What is asked:
Could you copy out, word for word, the part of the listing below that starts with the line containing "like x=701 y=187." and runs through the line containing "x=710 y=209", including both of those lines?

Task data:
□ □ □ □ □
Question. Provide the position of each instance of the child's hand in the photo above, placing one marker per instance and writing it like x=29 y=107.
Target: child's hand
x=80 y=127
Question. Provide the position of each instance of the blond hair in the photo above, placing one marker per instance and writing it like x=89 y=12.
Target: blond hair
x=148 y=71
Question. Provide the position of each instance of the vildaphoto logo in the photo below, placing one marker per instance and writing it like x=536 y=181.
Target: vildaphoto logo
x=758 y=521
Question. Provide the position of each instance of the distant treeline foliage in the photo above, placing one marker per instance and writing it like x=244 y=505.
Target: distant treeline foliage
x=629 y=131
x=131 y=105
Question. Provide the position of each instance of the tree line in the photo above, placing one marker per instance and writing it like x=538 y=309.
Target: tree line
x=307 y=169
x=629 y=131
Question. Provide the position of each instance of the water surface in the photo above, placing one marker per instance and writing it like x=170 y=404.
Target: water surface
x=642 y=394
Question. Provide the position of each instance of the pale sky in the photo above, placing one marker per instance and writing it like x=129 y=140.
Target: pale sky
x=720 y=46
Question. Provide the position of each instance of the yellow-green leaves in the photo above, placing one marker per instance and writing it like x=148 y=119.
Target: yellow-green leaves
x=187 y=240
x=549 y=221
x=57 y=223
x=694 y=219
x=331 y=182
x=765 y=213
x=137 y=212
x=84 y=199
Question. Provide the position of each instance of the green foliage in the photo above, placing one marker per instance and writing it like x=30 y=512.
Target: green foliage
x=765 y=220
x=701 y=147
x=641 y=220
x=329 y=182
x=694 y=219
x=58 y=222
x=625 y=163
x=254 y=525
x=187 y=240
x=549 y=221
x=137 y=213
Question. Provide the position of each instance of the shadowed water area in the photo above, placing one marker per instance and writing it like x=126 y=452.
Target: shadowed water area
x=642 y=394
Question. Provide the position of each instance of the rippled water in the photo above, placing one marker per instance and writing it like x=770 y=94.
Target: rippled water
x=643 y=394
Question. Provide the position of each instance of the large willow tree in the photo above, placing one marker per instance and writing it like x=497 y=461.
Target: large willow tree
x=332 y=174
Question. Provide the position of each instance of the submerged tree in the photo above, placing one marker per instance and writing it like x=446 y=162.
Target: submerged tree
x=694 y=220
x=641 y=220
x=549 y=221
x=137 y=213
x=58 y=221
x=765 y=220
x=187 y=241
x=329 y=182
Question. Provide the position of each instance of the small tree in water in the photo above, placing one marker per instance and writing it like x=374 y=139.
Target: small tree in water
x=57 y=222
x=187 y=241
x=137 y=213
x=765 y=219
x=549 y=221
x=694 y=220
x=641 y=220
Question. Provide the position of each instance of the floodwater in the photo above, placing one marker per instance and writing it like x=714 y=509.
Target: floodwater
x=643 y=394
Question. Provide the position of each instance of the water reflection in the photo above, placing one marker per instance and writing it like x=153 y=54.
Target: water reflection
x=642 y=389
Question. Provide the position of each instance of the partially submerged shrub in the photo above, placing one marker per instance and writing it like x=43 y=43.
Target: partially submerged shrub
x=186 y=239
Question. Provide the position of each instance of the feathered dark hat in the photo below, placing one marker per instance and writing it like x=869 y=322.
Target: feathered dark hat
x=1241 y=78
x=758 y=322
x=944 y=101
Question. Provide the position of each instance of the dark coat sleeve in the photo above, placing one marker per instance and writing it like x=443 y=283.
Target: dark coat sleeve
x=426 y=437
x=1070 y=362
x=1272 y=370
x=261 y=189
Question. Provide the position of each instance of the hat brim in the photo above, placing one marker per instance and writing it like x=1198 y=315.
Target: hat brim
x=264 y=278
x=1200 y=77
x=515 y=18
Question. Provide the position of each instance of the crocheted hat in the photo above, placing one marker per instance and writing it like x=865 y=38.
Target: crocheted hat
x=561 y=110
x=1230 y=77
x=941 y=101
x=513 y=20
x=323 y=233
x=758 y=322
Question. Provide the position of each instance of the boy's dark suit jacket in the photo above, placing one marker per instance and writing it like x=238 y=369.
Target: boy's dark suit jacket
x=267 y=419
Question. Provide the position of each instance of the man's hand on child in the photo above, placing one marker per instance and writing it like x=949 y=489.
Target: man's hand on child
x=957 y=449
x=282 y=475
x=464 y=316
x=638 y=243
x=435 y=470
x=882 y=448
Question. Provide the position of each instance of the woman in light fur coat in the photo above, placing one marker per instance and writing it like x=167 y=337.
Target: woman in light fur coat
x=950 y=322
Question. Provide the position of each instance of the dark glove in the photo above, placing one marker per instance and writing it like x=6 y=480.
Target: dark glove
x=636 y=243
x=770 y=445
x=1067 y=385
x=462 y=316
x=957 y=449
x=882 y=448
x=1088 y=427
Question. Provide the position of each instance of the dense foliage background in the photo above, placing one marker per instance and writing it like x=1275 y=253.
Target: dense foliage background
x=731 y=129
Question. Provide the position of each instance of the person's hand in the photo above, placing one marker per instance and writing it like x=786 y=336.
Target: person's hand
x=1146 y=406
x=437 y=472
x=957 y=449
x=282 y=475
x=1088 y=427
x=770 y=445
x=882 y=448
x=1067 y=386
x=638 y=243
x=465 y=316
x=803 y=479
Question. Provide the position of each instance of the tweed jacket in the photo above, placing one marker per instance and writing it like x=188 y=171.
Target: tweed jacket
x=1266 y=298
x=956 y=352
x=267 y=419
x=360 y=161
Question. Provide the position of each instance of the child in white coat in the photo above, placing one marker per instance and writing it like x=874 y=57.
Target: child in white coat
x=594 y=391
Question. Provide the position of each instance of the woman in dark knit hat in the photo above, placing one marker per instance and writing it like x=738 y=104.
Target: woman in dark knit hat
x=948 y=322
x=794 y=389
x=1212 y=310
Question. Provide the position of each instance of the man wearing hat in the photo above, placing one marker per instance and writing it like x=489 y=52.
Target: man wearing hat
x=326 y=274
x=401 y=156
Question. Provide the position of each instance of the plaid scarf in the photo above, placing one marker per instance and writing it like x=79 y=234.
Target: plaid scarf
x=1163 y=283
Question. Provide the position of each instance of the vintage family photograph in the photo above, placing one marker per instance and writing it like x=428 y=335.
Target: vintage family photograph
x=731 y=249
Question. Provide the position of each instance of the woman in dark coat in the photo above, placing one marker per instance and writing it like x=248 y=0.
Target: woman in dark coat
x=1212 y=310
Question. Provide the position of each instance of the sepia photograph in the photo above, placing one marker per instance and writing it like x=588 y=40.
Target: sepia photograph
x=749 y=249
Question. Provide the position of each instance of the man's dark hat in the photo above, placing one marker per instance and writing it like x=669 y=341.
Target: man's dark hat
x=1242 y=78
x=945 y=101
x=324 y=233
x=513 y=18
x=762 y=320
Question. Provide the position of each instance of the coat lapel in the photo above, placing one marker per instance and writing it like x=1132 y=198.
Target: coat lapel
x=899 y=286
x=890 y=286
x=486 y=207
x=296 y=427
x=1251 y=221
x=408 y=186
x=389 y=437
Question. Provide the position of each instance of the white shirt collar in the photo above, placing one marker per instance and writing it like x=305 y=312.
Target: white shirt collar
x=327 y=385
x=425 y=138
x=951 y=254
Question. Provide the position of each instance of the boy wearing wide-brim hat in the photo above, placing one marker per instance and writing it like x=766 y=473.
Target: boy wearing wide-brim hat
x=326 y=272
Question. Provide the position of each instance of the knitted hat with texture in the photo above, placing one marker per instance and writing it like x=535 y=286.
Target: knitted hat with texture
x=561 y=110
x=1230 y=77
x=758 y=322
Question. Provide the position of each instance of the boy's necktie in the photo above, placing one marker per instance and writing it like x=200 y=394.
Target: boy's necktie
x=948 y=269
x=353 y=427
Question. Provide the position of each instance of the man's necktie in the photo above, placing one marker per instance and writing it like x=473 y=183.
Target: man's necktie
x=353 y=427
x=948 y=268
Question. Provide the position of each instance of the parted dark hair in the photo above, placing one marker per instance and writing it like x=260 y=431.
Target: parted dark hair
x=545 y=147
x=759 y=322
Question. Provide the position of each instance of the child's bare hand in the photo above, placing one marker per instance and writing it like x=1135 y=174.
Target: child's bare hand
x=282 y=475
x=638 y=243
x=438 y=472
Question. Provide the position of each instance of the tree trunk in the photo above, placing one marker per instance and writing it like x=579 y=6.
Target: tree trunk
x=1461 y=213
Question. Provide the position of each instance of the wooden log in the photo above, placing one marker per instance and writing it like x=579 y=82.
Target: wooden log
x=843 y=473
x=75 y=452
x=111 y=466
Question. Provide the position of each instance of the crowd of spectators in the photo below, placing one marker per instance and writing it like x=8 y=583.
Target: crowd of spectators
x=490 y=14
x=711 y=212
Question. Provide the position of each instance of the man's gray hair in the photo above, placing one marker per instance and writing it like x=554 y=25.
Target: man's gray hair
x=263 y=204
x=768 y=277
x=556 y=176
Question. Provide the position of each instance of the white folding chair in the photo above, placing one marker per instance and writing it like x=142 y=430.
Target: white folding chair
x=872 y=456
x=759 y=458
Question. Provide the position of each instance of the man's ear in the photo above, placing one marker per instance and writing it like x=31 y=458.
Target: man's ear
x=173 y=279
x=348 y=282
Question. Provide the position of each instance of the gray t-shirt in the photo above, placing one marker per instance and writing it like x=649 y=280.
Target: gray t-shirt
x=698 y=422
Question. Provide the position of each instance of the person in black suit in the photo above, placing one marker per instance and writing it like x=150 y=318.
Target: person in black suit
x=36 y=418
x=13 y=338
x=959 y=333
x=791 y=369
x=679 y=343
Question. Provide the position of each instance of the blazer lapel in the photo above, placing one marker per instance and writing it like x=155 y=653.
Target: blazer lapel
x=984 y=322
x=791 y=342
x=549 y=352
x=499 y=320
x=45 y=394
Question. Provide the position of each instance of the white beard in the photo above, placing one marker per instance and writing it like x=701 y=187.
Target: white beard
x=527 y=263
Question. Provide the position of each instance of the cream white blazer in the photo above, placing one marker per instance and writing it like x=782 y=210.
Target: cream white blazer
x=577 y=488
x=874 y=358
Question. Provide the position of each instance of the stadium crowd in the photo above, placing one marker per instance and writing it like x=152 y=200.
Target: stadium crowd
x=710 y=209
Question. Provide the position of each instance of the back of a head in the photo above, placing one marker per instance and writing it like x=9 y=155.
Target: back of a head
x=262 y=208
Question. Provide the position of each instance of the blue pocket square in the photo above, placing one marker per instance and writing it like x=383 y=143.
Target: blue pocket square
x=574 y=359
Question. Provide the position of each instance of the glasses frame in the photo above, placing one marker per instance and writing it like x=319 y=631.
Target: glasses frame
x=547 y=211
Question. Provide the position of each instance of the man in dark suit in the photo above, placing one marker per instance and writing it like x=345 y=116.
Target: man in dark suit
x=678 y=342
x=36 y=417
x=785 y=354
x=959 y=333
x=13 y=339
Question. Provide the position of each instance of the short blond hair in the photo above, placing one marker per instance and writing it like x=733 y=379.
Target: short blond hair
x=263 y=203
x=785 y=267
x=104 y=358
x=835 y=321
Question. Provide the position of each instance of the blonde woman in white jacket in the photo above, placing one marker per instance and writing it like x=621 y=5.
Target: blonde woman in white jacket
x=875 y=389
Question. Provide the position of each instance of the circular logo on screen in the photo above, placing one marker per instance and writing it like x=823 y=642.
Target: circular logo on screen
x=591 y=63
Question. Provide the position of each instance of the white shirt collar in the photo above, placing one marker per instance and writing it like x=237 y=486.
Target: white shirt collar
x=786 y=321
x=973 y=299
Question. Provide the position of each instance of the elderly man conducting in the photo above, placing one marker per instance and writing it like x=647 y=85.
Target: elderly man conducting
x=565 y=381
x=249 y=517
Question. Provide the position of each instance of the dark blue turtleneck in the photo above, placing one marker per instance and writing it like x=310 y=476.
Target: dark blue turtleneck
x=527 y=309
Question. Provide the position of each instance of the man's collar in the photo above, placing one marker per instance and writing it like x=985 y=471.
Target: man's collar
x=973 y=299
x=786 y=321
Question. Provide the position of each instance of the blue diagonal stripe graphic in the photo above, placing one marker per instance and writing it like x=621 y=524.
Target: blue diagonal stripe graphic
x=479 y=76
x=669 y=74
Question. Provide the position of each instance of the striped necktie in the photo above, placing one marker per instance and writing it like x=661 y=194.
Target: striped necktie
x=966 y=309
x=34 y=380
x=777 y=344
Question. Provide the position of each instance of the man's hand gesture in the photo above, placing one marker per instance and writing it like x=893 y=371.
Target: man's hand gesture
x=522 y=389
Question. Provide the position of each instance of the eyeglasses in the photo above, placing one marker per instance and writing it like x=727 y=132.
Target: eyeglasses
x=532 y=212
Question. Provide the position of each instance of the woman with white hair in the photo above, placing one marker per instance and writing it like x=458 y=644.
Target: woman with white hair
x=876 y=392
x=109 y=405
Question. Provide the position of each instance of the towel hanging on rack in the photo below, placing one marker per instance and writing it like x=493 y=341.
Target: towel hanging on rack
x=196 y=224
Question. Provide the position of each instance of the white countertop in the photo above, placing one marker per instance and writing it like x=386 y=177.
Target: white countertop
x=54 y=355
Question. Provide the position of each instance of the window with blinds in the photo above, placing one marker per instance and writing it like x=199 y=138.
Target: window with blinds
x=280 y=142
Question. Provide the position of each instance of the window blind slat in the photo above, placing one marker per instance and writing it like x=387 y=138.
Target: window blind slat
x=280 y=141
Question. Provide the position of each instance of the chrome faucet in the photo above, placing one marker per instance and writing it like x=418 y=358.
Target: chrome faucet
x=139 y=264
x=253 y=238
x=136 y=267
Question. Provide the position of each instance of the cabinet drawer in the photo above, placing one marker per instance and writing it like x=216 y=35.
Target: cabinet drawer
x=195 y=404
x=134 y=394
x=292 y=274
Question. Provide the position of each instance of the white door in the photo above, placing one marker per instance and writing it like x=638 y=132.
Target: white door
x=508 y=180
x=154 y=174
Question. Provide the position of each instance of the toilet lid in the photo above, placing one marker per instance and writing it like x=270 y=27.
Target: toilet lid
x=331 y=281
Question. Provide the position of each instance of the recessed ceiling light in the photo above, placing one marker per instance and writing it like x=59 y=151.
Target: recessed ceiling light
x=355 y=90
□ □ □ □ □
Worked answer:
Question. Provide the position of each instance of the white beard in the photo above, placing one marker per instance and writing it like x=701 y=187.
Target: white beard
x=527 y=263
Question. Provide the position of each instance of the cream white blazer in the photo above, placing one marker per instance and writing it like x=782 y=210.
Target: cream white blazer
x=577 y=488
x=874 y=358
Question. Provide the position of each instance of the stadium crowd in the photo above, placing one marker per instance and writing it like x=152 y=200.
Target: stadium crowd
x=710 y=209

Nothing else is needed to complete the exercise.